• **Written exercise**: Copy the listing below word for word, omitting the pictures.

[Records]
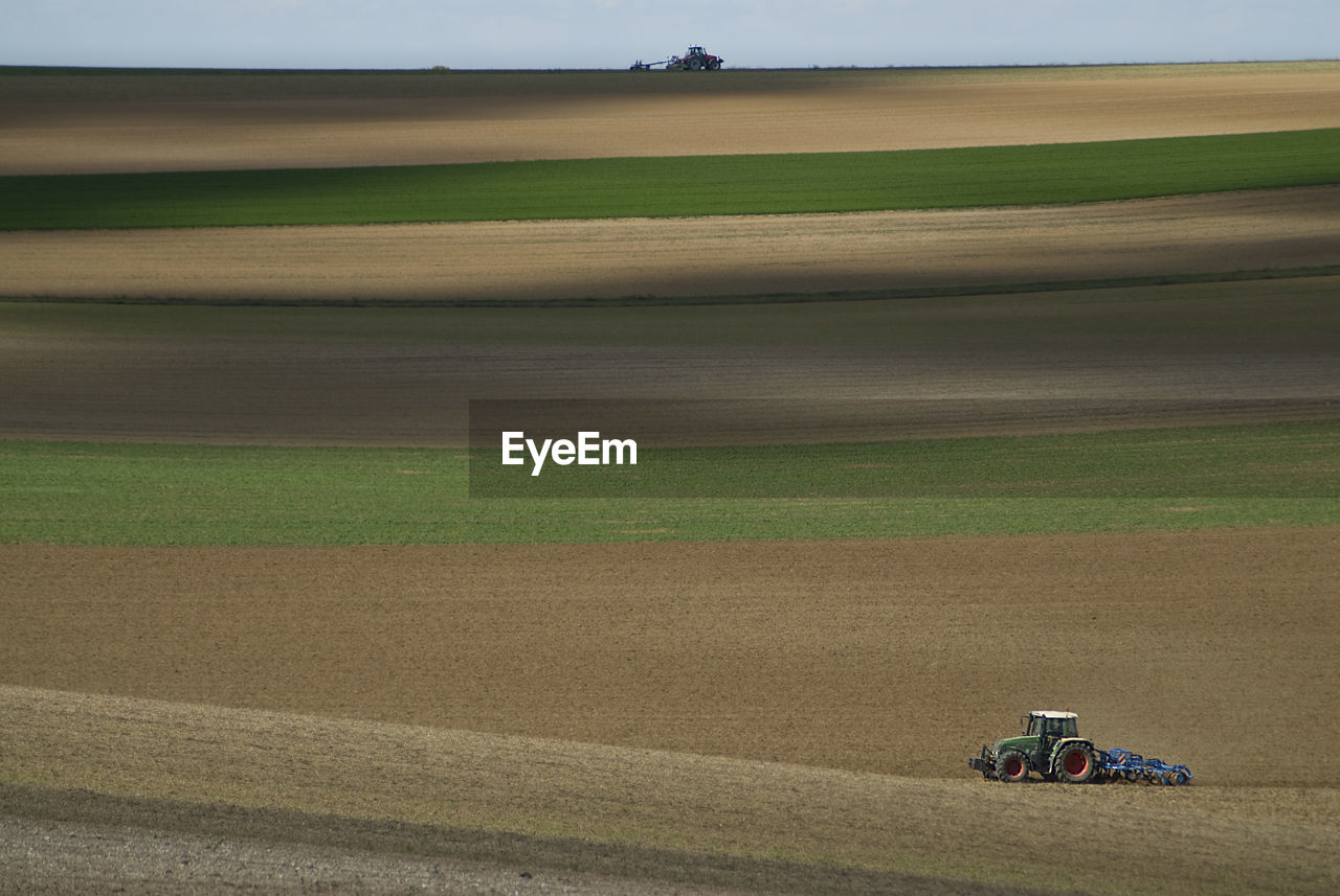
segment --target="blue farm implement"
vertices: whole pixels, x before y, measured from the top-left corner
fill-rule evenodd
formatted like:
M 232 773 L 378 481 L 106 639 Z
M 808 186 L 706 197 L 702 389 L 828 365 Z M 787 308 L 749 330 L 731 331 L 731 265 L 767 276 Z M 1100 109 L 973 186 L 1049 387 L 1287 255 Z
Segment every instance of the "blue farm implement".
M 1088 784 L 1097 781 L 1144 781 L 1147 784 L 1187 784 L 1191 769 L 1147 760 L 1131 750 L 1100 750 L 1080 737 L 1075 713 L 1033 710 L 1020 718 L 1024 733 L 1006 737 L 993 746 L 982 745 L 981 756 L 967 766 L 986 780 L 1026 781 L 1036 772 L 1045 781 Z
M 1168 765 L 1163 760 L 1147 760 L 1139 753 L 1115 748 L 1099 750 L 1099 768 L 1114 781 L 1144 781 L 1147 784 L 1187 784 L 1191 769 Z

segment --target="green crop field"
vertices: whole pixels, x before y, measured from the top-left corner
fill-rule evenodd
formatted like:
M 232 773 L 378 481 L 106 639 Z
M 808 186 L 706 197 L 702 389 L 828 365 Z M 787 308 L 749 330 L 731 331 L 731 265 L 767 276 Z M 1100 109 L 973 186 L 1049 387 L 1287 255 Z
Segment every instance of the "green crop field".
M 1047 146 L 0 178 L 0 229 L 675 217 L 1097 202 L 1340 182 L 1340 130 Z
M 641 491 L 624 491 L 619 469 L 595 468 L 608 479 L 586 480 L 578 493 L 606 496 L 557 497 L 570 487 L 556 475 L 539 477 L 557 483 L 539 495 L 531 481 L 486 476 L 472 489 L 472 461 L 453 449 L 4 441 L 0 543 L 441 544 L 1335 524 L 1337 443 L 1340 424 L 1325 421 L 662 449 L 643 453 Z M 473 461 L 477 477 L 482 463 Z

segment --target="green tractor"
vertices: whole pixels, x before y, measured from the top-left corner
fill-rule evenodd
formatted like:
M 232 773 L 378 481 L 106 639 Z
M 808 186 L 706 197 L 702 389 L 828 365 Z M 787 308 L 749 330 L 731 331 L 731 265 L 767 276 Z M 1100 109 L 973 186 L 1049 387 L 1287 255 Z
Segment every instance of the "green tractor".
M 1103 760 L 1093 742 L 1080 737 L 1075 713 L 1036 709 L 1020 718 L 1024 733 L 1006 737 L 967 760 L 984 778 L 1018 782 L 1037 772 L 1047 781 L 1087 784 L 1099 777 Z

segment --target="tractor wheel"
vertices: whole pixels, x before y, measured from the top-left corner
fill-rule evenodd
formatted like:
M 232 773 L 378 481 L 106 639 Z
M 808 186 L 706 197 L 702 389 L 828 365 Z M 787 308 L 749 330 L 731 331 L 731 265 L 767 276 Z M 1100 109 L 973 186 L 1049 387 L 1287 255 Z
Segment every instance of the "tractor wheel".
M 1028 777 L 1028 757 L 1018 750 L 1005 750 L 996 757 L 996 777 L 1018 784 Z
M 1093 750 L 1083 744 L 1075 744 L 1061 750 L 1056 757 L 1056 777 L 1065 784 L 1087 784 L 1097 773 L 1097 760 Z

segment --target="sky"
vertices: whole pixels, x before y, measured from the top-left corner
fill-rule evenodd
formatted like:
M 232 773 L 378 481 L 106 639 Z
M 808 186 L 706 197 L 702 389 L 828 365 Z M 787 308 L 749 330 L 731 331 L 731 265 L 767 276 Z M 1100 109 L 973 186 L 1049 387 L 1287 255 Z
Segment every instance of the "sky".
M 1337 0 L 0 0 L 0 64 L 627 68 L 1335 59 Z

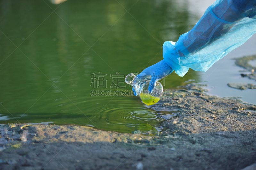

• **Full response**:
segment --target="blue farm implement"
vertices: whole pixels, x before y, measured from the top-left corner
fill-rule evenodd
formatted like:
M 232 773 L 378 481 L 106 639 Z
M 808 186 L 706 197 L 702 389 L 828 365 Z M 787 308 L 749 330 L 731 331 L 731 265 L 767 276 Z M 1100 109 L 973 186 L 1049 387 L 1287 255 Z
Segment every instance of the "blue farm implement".
M 1088 784 L 1097 781 L 1144 781 L 1147 784 L 1187 784 L 1191 769 L 1147 760 L 1131 750 L 1100 750 L 1080 737 L 1075 713 L 1033 710 L 1020 718 L 1024 733 L 1006 737 L 993 746 L 982 745 L 981 756 L 967 766 L 986 780 L 1026 781 L 1036 772 L 1045 781 Z
M 1168 765 L 1163 760 L 1147 760 L 1139 753 L 1115 748 L 1099 750 L 1099 768 L 1114 781 L 1144 781 L 1147 784 L 1187 784 L 1191 769 Z

segment --target="green crop field"
vertices: whole pixels, x before y, measured from the top-left corner
fill-rule evenodd
formatted like:
M 232 773 L 378 481 L 106 639 Z
M 808 186 L 706 197 L 702 389 L 828 365 Z M 787 308 L 749 330 L 731 331 L 731 265 L 767 276 Z M 1100 109 L 973 186 L 1049 387 L 1287 255 Z
Segment every instance of the "green crop field".
M 1047 146 L 0 178 L 0 229 L 675 217 L 1097 202 L 1340 182 L 1340 130 Z
M 641 491 L 624 491 L 619 469 L 595 468 L 608 479 L 586 480 L 578 493 L 606 496 L 557 497 L 570 487 L 556 475 L 539 477 L 557 483 L 539 495 L 531 481 L 486 476 L 472 489 L 472 461 L 453 449 L 4 441 L 0 543 L 441 544 L 1335 524 L 1337 443 L 1340 424 L 1325 421 L 662 449 L 643 453 Z M 473 461 L 477 477 L 482 463 Z

segment --target="green tractor"
vertices: whole pixels, x before y, measured from the top-left corner
fill-rule evenodd
formatted like:
M 232 773 L 378 481 L 106 639 Z
M 808 186 L 706 197 L 702 389 L 828 365 Z M 787 308 L 749 330 L 731 331 L 731 265 L 767 276 Z M 1100 109 L 973 186 L 1049 387 L 1287 255 Z
Segment every instance of the "green tractor".
M 1103 760 L 1093 742 L 1080 737 L 1075 713 L 1036 709 L 1020 718 L 1024 733 L 1006 737 L 967 760 L 984 778 L 1018 782 L 1037 772 L 1047 781 L 1087 784 L 1099 777 Z

segment --target="tractor wheel"
vertices: whole pixels, x before y, measured from the top-left corner
fill-rule evenodd
formatted like:
M 232 773 L 378 481 L 106 639 Z
M 808 186 L 706 197 L 702 389 L 828 365 Z M 787 308 L 749 330 L 731 331 L 731 265 L 767 276 Z M 1100 109 L 973 186 L 1049 387 L 1287 255 Z
Segment every instance of the "tractor wheel".
M 1028 777 L 1028 757 L 1018 750 L 1005 750 L 996 757 L 996 777 L 1018 784 Z
M 1093 750 L 1083 744 L 1075 744 L 1061 750 L 1056 757 L 1056 777 L 1065 784 L 1087 784 L 1097 773 L 1097 760 Z

segment --target="sky"
vertices: whole pixels, x before y, measured from the top-left corner
fill-rule evenodd
formatted like:
M 232 773 L 378 481 L 106 639 Z
M 808 186 L 706 197 L 702 389 L 828 365 Z M 787 308 L 749 330 L 731 331 L 731 265 L 767 276 Z M 1100 109 L 973 186 L 1049 387 L 1287 255 Z
Segment every instance of the "sky".
M 1337 0 L 0 0 L 0 64 L 627 68 L 1335 59 Z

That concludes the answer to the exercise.